• [Problem description]: Return every line of the data exactly as it stands.

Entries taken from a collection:
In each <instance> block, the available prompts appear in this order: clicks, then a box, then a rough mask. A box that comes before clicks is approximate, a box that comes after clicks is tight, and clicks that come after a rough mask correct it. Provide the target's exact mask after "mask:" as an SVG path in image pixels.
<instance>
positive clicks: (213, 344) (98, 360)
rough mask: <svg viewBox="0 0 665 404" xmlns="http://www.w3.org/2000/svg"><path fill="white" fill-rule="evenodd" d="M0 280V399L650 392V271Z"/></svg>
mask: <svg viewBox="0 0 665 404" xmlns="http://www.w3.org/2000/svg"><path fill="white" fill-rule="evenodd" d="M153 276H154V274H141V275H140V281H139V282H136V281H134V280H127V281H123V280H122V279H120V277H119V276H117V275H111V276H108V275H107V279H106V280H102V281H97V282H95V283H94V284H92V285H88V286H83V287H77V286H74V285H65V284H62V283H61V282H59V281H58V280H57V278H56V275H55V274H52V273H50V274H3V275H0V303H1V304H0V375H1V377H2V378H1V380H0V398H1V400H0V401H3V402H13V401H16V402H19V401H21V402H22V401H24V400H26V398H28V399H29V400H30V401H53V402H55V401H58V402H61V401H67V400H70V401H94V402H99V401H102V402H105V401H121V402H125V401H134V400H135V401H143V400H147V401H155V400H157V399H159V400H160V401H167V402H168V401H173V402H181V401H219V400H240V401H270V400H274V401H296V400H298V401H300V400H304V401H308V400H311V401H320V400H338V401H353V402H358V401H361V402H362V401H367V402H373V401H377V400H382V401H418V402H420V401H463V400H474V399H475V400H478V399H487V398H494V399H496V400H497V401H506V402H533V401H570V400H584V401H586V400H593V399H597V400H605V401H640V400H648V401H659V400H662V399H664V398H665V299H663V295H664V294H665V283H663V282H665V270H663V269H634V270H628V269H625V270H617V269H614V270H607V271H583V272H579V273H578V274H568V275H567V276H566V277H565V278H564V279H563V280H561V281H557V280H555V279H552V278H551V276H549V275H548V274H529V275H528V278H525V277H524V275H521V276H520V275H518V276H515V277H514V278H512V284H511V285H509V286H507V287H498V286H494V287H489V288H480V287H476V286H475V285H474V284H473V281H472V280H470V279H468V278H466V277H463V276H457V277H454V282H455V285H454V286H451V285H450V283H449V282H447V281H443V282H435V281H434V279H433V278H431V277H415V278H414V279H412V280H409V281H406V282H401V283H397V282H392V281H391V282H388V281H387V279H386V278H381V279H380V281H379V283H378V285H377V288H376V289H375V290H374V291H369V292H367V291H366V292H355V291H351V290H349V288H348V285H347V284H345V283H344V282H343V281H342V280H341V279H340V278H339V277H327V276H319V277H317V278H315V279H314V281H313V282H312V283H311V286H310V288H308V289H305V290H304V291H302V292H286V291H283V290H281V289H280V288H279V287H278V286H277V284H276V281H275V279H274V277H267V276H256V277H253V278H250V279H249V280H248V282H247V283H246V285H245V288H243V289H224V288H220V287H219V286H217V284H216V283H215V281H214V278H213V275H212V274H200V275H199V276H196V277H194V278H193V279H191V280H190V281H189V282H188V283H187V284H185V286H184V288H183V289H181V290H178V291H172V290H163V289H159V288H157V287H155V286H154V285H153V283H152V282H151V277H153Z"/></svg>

• [Written answer]:
In each <instance> block, the available prompts appear in this order: clicks, then a box, then a rough mask. A box that comes before clicks is approximate, a box that comes after clicks is tight, and clicks that come after a rough mask correct it. Provide the target's exact mask after "mask:" as an SVG path in image pixels.
<instance>
positive clicks: (213, 344) (98, 360)
rough mask: <svg viewBox="0 0 665 404" xmlns="http://www.w3.org/2000/svg"><path fill="white" fill-rule="evenodd" d="M0 280V399L650 392V271Z"/></svg>
mask: <svg viewBox="0 0 665 404" xmlns="http://www.w3.org/2000/svg"><path fill="white" fill-rule="evenodd" d="M153 276H154V274H141V275H140V281H139V282H136V281H134V280H127V281H123V280H122V279H120V277H119V276H117V275H111V276H108V275H107V279H106V280H102V281H97V282H95V283H94V284H92V285H88V286H83V287H77V286H74V285H65V284H62V283H61V282H59V281H58V280H57V278H56V275H55V274H52V273H50V274H3V275H0V303H1V304H0V375H1V377H2V378H1V380H0V398H1V400H0V401H3V402H13V401H16V402H19V401H21V402H22V401H24V400H26V398H28V399H29V400H30V401H53V402H55V401H58V402H61V401H67V400H70V401H94V402H99V401H102V402H105V401H121V402H125V401H134V400H135V401H143V400H147V401H155V400H157V399H159V400H160V401H167V402H168V401H173V402H181V401H219V400H240V401H270V400H274V401H296V400H298V401H300V400H304V401H308V400H311V401H320V400H338V401H353V402H358V401H361V402H362V401H367V402H373V401H377V400H382V401H418V402H420V401H463V400H474V399H475V400H478V399H487V398H494V399H496V400H497V401H506V402H533V401H570V400H584V401H586V400H593V399H597V400H605V401H640V400H648V401H659V400H662V399H664V398H665V299H663V295H664V294H665V283H663V282H665V270H663V269H634V270H628V269H625V270H617V269H614V270H607V271H583V272H579V273H578V274H568V275H567V276H566V277H565V278H564V279H563V280H561V281H557V280H555V279H552V278H551V276H549V275H548V274H529V275H528V278H525V277H524V275H521V276H520V275H518V276H515V277H514V278H512V284H511V285H509V286H507V287H498V286H494V287H489V288H480V287H476V286H475V285H474V284H473V281H472V280H470V279H468V278H466V277H463V276H457V277H454V282H455V285H454V286H451V285H450V283H449V282H447V281H443V282H435V281H434V279H433V278H431V277H415V278H414V279H412V280H409V281H406V282H401V283H397V282H392V281H391V282H388V281H387V279H386V278H381V279H380V281H379V283H378V285H377V288H376V289H375V290H374V291H369V292H367V291H366V292H355V291H351V290H349V288H348V285H347V284H345V283H344V282H343V281H342V280H341V279H340V278H339V277H327V276H319V277H317V278H315V279H314V281H313V282H312V283H311V286H310V288H308V289H305V290H304V291H302V292H286V291H283V290H281V289H280V288H279V287H278V286H277V284H276V281H275V279H274V277H267V276H256V277H253V278H250V279H249V280H248V282H247V283H246V285H245V288H243V289H224V288H220V287H219V286H217V284H216V283H215V281H214V278H213V275H212V274H200V275H199V276H196V277H194V278H193V279H191V280H190V281H189V282H188V283H187V284H185V286H184V288H183V289H181V290H178V291H172V290H163V289H159V288H157V287H155V286H154V285H153V283H152V282H151V277H153Z"/></svg>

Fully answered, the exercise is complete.